◆ Data provided ◆

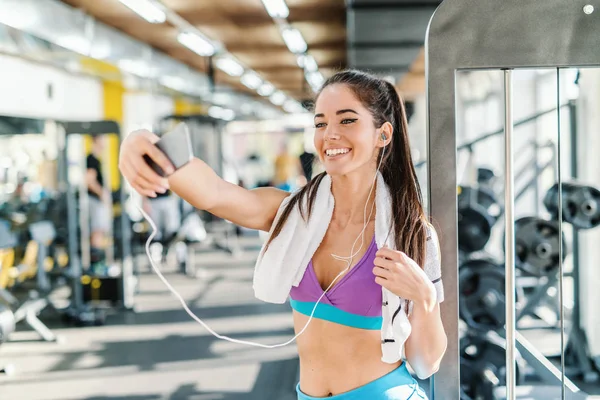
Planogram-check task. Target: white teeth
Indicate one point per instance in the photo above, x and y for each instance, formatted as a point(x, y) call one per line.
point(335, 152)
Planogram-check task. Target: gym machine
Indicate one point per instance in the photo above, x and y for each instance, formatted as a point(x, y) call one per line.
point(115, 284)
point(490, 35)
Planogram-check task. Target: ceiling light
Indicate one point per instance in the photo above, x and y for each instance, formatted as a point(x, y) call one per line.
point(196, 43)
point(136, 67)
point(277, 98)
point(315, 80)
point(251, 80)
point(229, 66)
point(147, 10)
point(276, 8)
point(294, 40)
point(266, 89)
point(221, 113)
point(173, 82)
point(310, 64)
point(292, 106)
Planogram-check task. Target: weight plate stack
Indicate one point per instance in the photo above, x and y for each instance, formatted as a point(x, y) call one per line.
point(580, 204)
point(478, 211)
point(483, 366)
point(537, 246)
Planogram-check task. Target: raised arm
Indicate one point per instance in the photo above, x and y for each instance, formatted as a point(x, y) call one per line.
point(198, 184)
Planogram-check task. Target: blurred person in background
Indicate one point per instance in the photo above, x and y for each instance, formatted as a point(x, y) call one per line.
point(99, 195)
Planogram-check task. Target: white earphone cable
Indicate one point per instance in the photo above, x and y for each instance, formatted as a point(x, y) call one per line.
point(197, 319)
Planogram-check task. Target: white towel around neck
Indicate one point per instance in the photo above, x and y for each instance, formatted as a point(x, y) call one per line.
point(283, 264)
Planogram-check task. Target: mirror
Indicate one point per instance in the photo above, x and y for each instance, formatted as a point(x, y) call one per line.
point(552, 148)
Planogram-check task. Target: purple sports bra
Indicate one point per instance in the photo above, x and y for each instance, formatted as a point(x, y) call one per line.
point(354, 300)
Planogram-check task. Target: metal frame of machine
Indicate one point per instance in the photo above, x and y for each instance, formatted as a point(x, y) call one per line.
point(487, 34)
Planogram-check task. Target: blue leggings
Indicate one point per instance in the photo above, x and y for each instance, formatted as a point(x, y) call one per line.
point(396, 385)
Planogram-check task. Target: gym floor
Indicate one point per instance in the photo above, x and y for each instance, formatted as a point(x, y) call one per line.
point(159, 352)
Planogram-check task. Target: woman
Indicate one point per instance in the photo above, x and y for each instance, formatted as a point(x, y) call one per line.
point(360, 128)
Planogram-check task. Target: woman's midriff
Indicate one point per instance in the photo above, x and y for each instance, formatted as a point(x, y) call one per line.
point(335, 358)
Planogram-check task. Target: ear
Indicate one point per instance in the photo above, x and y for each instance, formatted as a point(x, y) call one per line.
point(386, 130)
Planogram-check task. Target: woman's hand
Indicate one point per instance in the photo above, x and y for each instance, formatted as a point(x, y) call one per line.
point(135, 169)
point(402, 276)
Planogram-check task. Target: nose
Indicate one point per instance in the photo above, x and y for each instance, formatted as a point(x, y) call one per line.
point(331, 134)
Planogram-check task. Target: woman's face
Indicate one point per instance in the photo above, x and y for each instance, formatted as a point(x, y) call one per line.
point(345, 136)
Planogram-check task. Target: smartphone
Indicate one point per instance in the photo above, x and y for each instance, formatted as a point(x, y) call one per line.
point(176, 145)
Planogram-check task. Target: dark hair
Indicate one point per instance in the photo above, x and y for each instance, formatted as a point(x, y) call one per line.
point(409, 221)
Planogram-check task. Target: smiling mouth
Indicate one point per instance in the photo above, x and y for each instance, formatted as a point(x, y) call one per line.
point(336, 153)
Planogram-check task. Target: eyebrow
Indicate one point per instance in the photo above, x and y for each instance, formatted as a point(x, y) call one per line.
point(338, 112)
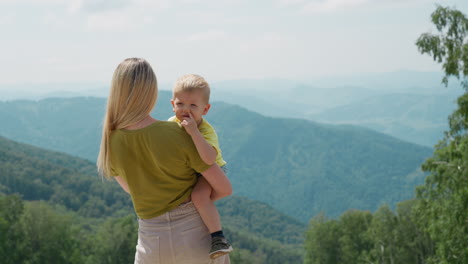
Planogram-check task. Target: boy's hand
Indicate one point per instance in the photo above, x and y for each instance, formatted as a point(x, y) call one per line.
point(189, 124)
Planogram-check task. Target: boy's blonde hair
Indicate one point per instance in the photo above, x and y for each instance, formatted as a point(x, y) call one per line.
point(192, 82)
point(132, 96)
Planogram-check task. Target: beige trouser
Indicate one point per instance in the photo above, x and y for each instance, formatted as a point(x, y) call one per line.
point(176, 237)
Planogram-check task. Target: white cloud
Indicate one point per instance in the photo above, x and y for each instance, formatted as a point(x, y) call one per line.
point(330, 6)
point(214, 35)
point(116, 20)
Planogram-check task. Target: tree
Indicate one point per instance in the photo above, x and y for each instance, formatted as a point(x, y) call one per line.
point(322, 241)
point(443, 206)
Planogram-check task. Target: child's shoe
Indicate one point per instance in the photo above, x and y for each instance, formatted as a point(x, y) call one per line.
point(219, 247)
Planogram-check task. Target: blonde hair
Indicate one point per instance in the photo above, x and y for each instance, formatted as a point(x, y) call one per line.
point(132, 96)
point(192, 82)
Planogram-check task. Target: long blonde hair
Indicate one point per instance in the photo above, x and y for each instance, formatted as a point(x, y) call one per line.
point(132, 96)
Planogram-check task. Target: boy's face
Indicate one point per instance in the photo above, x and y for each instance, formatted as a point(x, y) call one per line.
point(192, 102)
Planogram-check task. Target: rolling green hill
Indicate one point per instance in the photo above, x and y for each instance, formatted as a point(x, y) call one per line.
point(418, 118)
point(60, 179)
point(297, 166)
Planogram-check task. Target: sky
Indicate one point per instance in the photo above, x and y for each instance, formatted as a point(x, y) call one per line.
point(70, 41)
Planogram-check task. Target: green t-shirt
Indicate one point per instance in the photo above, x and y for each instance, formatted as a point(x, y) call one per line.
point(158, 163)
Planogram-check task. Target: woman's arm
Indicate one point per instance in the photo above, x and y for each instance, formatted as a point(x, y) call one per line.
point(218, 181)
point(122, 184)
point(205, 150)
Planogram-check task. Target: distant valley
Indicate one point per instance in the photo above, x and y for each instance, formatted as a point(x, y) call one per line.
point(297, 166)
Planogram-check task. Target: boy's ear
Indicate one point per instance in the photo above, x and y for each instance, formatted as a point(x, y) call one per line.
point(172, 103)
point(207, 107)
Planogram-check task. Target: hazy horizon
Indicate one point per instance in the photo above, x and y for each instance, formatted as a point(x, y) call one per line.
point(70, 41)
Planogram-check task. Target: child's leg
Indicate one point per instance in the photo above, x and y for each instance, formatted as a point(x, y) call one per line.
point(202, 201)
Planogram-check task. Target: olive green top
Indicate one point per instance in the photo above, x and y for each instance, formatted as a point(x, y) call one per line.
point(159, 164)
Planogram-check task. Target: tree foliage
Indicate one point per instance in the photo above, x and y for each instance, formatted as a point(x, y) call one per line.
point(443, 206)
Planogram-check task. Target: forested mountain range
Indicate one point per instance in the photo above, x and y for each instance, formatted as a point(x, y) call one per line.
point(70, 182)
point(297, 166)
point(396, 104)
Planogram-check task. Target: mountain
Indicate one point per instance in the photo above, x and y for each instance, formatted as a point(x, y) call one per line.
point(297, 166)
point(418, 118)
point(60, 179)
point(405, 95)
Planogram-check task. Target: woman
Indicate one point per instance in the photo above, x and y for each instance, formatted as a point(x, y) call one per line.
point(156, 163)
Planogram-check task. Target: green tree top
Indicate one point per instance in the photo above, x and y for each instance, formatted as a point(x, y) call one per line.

◆ Challenge ◆
Reproduce all of the records above verbatim, omitting the pictures.

◆ Response ◆
Planogram-check task. Target: white teeth
Indicate one point per instance in the photo above, x and y for each instance, formatted as a point(x, y) call one per line.
point(335, 152)
Planogram-check task. Target: gym machine
Indicate one point per instance in the photo above, x and y for each instance, formatted as a point(x, y) call one per line.
point(115, 284)
point(490, 35)
Planogram-check task. Target: ceiling light
Indicate one point per instance in the photo above, x and y for each instance, formatted as a point(x, y) call one per line.
point(196, 43)
point(136, 67)
point(277, 98)
point(315, 80)
point(251, 80)
point(229, 66)
point(147, 10)
point(276, 8)
point(294, 40)
point(266, 89)
point(221, 113)
point(173, 82)
point(310, 64)
point(292, 106)
Planogram-check task. Target: weight plate stack
Indicate one point per instance in the photo above, x and y for each instance, formatted as a point(x, y) call one per line.
point(580, 204)
point(478, 211)
point(483, 366)
point(537, 246)
Planogram-check task. Target: raised arm
Indicate one point per instance in the photo above, x and y for each instance, formatted as a point(x, y) call one per line.
point(198, 184)
Planogram-check task. Target: blurred person in background
Indicate one point per instance in the photo above, x and y for each instance, formatted as a point(x, y) call one per line.
point(99, 195)
Planogram-check task. Target: white earphone cable
Indicate one point per instance in the photo above, x and y for each instance, formatted as a point(x, y) call one per line.
point(197, 319)
Planogram-check task. Target: white towel around neck
Indicate one point per instance in the photo above, x and y for each instance, formatted as a point(x, y) call one per line.
point(283, 264)
Planogram-check task. Target: mirror
Indicate one point per instance in the photo above, x and y for each instance, formatted as a point(x, y) call one per line.
point(552, 148)
Planogram-check task. Target: purple sports bra
Indicate one point per instance in the photo above, x and y for each instance, formatted as a point(x, y) call one per line.
point(354, 300)
Planogram-check task. Target: metal frame of machine
Indicate one point per instance in the photo above, x and y for each instance, formatted as a point(x, y) call one per line.
point(487, 34)
Planogram-check task. Target: blue leggings
Indicate one point per instance in the photo above, x and y for each instance, formatted as a point(x, y) call one per line.
point(396, 385)
Planogram-check task. Target: gym floor
Indicate one point per instance in the photo above, x and y for each instance, formatted as a point(x, y) call one per line.
point(159, 352)
Planogram-check task. Target: woman
Indicate one point per instance in the photo above, x and y for each instance, formatted as a point(x, y) call one per line.
point(360, 128)
Planogram-check task. Target: woman's midriff
Indicate one point per instance in the photo above, x and y for each instance, formatted as a point(x, y) call one per line.
point(335, 358)
Planogram-check task. Target: ear
Indicate one point per instance in the photo above, x and y for each instance, formatted as a point(x, y) call one per line.
point(386, 130)
Planogram-check task. Target: woman's hand
Indicate one point per instance in the photo above, x and y for each instance, formatted as a point(x, y) call one per line.
point(135, 169)
point(402, 276)
Planogram-check task. Target: nose
Indicate one point per instance in the photo above, x and y for each instance, formatted as a point(x, y) call one per line.
point(331, 134)
Planogram-check task. Target: woman's face
Indicate one point per instance in the photo above, x and y for each instance, formatted as a point(x, y) call one per line.
point(345, 136)
Planogram-check task. Target: smartphone
Indicate one point per instance in the photo above, x and y for each instance, formatted as a point(x, y) call one per line.
point(176, 145)
Planogram-check task. Target: dark hair
Indicate one point per instance in the photo above, x and y for each instance, formatted as a point(x, y) call one per line.
point(409, 221)
Planogram-check task. Target: smiling mouth
Indicate one point per instance in the photo above, x and y for each instance, formatted as a point(x, y) call one per line.
point(336, 153)
Planogram-check task. Target: eyebrow
Indicate one point per instance in the photo above, x and y for each instance, formatted as a point(x, y) call one per line.
point(338, 112)
Planogram-check task. Target: boy's hand
Indicate one point per instance in the photo above, x and y for each instance, formatted as a point(x, y) call one per line.
point(189, 124)
Planogram-check task. Target: boy's blonde hair
Indicate one point per instance in the photo above, x and y for each instance, formatted as a point(x, y) call one per line.
point(192, 82)
point(132, 96)
Planogram-check task. Target: beige trouser
Indicate one point per instance in the photo above, x and y for each instance, formatted as a point(x, y) call one per line.
point(176, 237)
Planogram-check task. Target: white cloud
Indicate one point per instance in the photo above, x and y for each instance, formatted as a point(x, y) call one per line.
point(330, 6)
point(214, 35)
point(116, 20)
Planogram-check task. Target: tree
Indicate one point per instance in the photo above, x and y for each instance, formatted as a point(x, y) call one per line.
point(322, 241)
point(443, 206)
Planogram-check task. Target: child's shoe
Indicate one point per instance in the photo above, x and y for each instance, formatted as a point(x, y) call one per line.
point(219, 247)
Planogram-check task. Target: blonde hair
Indicate one point per instance in the photo above, x and y for each instance, formatted as a point(x, y) call one per line.
point(132, 96)
point(192, 82)
Planogram-check task. Target: long blonde hair
Indicate one point per instance in the photo above, x and y for each instance, formatted as a point(x, y) call one per line.
point(132, 96)
Planogram-check task. Target: boy's face
Indicate one point per instance in the photo above, x and y for each instance, formatted as a point(x, y) call one per line.
point(192, 102)
Planogram-check task. Target: rolling green hill
Indicate one point per instance in the photo above, x and y for each instance, formatted as a point(x, y) call one per line.
point(418, 118)
point(60, 179)
point(297, 166)
Planogram-check task. Target: sky
Indicate one point per instance in the photo above, x and y for each instance, formatted as a point(x, y) call one per line.
point(70, 41)
Planogram-check task. Target: green t-shirt
Indicate one point per instance in the photo above, x and y for each instance, formatted as a point(x, y) call one per line.
point(158, 163)
Planogram-check task. Target: woman's arm
Indicate one point per instance in the photo above, x and y for each instance, formatted as a point(x, y) call one per line.
point(218, 181)
point(122, 184)
point(205, 150)
Planogram-check task. Target: distant valley
Indicate one point per instance in the photo above, x and y for each instance, formatted as a point(x, y) call one per line.
point(297, 166)
Planogram-check task. Target: boy's ear
Indicate one point per instance in the photo above, x and y for each instance, formatted as a point(x, y) call one per line.
point(172, 103)
point(207, 107)
Planogram-check task. Target: hazy horizon
Indicate one point per instance in the photo above, x and y for each instance, formatted as a point(x, y) call one per line.
point(70, 41)
Planogram-check task. Target: child's leg
Indicate one point per instance in the photo above, x and y for each instance, formatted as a point(x, y) call one per line.
point(202, 201)
Planogram-check task. Target: olive green top
Indicate one point per instance in the photo above, x and y for each instance, formatted as a point(x, y) call one per line.
point(159, 164)
Planogram-check task. Target: tree foliage
Indicate one point per instance in the photo above, x and y for each instance, formatted as a point(x, y) call one per line.
point(443, 206)
Planogram-check task. Target: forested mountain range
Indicate one point per instance in the photo above, x and y for each instance, formatted as a point(x, y) call one per line.
point(70, 182)
point(297, 166)
point(396, 104)
Planogram-check task. Target: mountain
Indicate one point per instance in the photo above, x and y for each instance, formatted as a point(x, y) call one per line.
point(297, 166)
point(418, 118)
point(60, 179)
point(405, 95)
Planogram-check task. Target: woman
Indicate one point per instance in the photo above, x and y for each instance, formatted as a point(x, y) call one per line.
point(156, 163)
Planogram-check task. Target: green tree top
Indicate one point per instance in the photo above, x and y for each instance, formatted as a point(x, y) call one per line.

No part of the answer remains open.